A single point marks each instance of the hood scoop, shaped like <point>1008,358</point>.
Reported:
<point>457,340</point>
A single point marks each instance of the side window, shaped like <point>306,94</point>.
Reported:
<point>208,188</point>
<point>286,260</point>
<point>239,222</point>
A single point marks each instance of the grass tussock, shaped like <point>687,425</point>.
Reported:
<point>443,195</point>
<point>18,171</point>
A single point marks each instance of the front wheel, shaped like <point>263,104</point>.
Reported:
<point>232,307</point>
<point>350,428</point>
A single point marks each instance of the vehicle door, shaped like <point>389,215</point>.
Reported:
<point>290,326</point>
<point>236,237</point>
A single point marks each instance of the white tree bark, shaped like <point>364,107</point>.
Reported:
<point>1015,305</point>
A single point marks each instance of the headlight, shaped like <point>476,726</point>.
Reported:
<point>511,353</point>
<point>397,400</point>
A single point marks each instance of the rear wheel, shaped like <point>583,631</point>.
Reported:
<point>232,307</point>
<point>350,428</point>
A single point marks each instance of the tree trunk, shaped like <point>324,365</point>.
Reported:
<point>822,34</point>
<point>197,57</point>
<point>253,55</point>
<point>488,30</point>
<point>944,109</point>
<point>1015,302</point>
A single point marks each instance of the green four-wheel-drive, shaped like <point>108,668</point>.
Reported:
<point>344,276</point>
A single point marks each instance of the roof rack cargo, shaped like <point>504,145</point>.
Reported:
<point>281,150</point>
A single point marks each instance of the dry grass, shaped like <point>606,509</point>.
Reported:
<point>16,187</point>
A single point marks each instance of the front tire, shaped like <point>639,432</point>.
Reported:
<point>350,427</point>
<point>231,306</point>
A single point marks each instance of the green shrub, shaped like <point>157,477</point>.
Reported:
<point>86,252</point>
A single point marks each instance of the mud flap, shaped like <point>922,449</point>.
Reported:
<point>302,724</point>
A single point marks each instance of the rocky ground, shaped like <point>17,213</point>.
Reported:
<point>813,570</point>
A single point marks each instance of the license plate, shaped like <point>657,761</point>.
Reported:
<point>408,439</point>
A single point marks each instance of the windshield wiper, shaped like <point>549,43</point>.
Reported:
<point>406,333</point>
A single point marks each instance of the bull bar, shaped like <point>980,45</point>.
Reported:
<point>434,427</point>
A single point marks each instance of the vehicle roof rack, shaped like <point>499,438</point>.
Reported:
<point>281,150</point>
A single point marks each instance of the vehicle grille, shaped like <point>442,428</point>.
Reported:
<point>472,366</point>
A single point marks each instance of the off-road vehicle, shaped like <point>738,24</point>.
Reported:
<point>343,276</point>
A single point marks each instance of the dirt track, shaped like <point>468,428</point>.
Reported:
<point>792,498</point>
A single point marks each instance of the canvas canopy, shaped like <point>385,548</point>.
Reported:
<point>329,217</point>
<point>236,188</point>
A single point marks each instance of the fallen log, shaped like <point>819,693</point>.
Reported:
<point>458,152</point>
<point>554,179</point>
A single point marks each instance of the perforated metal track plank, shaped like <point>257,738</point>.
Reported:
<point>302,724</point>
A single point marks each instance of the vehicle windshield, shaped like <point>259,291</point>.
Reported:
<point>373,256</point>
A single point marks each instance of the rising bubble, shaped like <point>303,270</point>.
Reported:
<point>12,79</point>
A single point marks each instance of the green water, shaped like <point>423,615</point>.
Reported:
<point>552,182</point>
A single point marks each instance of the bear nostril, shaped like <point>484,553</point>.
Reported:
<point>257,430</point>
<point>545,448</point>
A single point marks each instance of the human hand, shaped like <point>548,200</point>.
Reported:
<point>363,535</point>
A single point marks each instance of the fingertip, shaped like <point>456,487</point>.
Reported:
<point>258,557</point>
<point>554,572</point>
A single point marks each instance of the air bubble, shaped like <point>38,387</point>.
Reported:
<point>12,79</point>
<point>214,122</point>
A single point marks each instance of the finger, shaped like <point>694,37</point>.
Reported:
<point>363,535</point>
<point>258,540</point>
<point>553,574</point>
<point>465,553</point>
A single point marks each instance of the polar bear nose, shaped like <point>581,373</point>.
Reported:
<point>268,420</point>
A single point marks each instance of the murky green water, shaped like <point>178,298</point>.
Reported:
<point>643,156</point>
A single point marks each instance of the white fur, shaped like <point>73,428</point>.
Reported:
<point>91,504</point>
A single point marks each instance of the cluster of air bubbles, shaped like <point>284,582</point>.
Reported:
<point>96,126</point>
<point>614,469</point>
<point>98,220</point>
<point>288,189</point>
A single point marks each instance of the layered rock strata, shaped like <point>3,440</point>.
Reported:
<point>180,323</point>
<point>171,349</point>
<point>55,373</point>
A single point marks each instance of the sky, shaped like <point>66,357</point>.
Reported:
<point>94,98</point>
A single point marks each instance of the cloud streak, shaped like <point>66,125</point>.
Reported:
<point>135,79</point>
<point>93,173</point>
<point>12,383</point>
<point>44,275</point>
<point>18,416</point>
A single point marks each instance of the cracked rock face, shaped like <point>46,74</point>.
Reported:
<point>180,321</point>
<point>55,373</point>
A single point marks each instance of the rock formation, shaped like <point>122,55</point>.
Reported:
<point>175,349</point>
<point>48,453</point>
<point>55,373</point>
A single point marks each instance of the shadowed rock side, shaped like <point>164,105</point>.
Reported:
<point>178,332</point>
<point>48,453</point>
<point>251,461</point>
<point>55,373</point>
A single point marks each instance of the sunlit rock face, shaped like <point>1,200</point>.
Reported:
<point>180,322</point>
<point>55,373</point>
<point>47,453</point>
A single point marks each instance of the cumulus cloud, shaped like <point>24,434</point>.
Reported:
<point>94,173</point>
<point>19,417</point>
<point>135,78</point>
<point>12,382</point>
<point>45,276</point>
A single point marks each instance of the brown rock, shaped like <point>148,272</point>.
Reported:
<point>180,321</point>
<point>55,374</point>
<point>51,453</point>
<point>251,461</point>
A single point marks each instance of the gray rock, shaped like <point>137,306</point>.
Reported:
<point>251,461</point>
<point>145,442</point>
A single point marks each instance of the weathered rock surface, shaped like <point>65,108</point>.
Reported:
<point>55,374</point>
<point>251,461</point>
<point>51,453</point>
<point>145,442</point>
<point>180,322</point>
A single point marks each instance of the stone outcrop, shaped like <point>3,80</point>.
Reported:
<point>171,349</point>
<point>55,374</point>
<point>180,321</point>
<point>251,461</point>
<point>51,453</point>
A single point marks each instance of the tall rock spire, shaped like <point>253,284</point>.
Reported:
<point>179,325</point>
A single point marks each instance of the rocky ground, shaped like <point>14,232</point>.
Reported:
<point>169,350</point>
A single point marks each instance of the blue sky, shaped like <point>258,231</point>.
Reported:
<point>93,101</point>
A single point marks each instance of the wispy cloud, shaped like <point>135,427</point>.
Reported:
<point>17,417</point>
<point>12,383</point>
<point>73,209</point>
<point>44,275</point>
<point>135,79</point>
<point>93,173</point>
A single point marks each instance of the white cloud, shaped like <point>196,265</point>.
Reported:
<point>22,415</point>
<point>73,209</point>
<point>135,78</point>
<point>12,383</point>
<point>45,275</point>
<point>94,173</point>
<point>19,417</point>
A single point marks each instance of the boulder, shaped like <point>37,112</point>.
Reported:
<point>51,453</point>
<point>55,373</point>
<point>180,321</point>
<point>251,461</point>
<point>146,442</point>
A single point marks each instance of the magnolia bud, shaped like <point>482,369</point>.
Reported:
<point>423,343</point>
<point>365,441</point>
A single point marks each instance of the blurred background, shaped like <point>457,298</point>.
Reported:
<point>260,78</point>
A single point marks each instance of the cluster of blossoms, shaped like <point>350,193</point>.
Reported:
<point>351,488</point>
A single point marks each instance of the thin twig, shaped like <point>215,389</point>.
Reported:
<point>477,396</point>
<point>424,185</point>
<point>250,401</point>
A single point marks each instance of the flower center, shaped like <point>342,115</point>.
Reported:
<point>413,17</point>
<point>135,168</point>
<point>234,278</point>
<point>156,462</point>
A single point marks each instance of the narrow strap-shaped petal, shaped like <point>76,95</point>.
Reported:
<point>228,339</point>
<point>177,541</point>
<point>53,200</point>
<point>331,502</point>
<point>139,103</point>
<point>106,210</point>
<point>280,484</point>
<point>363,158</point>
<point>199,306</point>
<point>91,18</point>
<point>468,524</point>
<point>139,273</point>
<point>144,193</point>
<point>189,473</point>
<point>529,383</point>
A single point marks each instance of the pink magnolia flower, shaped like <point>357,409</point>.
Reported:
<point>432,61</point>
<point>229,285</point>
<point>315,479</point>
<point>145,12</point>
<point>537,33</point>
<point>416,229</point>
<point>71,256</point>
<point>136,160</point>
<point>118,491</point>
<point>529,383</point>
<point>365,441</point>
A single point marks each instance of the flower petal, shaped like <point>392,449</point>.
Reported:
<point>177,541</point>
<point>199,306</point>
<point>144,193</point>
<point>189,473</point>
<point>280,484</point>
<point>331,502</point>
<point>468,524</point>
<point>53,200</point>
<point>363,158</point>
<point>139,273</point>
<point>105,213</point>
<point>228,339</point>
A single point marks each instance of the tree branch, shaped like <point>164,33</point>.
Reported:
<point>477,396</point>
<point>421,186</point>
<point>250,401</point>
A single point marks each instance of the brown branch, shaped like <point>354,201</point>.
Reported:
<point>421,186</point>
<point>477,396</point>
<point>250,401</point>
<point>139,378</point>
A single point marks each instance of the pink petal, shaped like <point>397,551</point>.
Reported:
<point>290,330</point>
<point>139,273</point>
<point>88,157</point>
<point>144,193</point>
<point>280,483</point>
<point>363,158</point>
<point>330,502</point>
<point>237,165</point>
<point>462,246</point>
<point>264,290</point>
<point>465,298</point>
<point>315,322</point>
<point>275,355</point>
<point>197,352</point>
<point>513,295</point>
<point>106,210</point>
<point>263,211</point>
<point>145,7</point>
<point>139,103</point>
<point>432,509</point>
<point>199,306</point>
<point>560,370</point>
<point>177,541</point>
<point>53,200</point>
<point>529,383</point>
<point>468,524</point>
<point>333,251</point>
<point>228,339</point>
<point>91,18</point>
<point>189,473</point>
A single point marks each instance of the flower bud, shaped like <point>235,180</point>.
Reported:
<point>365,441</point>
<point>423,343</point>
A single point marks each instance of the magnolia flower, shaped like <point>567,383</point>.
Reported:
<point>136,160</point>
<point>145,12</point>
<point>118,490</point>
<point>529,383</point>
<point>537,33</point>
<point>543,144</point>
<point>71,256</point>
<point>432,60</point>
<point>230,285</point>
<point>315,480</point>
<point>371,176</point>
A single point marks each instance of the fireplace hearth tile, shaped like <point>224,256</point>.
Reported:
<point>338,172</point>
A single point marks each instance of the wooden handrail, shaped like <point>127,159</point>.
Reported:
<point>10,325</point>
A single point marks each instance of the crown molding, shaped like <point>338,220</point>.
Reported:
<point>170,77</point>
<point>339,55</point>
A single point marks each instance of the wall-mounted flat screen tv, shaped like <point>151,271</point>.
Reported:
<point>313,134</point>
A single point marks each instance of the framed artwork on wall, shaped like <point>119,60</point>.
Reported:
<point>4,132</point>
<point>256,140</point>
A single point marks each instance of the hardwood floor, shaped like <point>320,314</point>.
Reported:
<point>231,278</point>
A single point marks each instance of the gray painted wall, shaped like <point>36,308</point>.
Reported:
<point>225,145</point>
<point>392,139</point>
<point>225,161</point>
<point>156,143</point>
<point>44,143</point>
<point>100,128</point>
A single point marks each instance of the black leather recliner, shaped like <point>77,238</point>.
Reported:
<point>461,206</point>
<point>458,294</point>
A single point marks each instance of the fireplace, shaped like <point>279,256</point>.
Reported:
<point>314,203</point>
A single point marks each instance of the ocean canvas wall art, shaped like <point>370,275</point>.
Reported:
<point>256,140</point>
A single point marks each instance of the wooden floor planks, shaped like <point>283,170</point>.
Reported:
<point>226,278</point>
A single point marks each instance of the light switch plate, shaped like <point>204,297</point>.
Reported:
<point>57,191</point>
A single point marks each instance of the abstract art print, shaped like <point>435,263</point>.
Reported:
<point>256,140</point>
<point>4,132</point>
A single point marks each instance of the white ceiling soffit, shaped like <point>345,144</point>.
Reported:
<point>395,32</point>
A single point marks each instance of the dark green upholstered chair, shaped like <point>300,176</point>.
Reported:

### Goal
Render the lines from the one holding "A single point marks each instance of the roof" through the one holding "<point>434,427</point>", inclusive, as a Markdown table with columns Row and Line. Number each line and leave out blank ones.

### Reply to the exercise
| Row | Line |
|---|---|
| 1 | A single point marks each instance of the roof rack cargo, shaped like <point>504,145</point>. |
| 2 | Reported: |
| 3 | <point>281,150</point> |
| 4 | A single point marks each instance of the dry grass, shaped like <point>606,509</point>. |
| 5 | Reported: |
| 6 | <point>16,187</point> |
| 7 | A single point marks each instance of the front tire, shaped like <point>639,432</point>. |
| 8 | Reported: |
| 9 | <point>350,427</point> |
| 10 | <point>231,306</point> |
| 11 | A single point marks each instance of the green shrub, shaped like <point>157,477</point>. |
| 12 | Reported: |
| 13 | <point>86,252</point> |
| 14 | A single point marks each instance of the mud flap, shaped like <point>922,449</point>. |
| 15 | Reported: |
| 16 | <point>302,724</point> |
| 17 | A single point marks each instance of the rocky ground, shaped like <point>17,213</point>. |
| 18 | Reported: |
| 19 | <point>813,570</point> |
| 20 | A single point marks each instance of the license plate, shaped like <point>657,761</point>. |
| 21 | Reported: |
| 22 | <point>408,439</point> |
| 23 | A single point marks each instance of the windshield wiper, shaped like <point>549,43</point>. |
| 24 | Reported: |
| 25 | <point>406,333</point> |
| 26 | A single point marks each instance of the bull bar, shaped like <point>980,45</point>. |
| 27 | Reported: |
| 28 | <point>434,427</point> |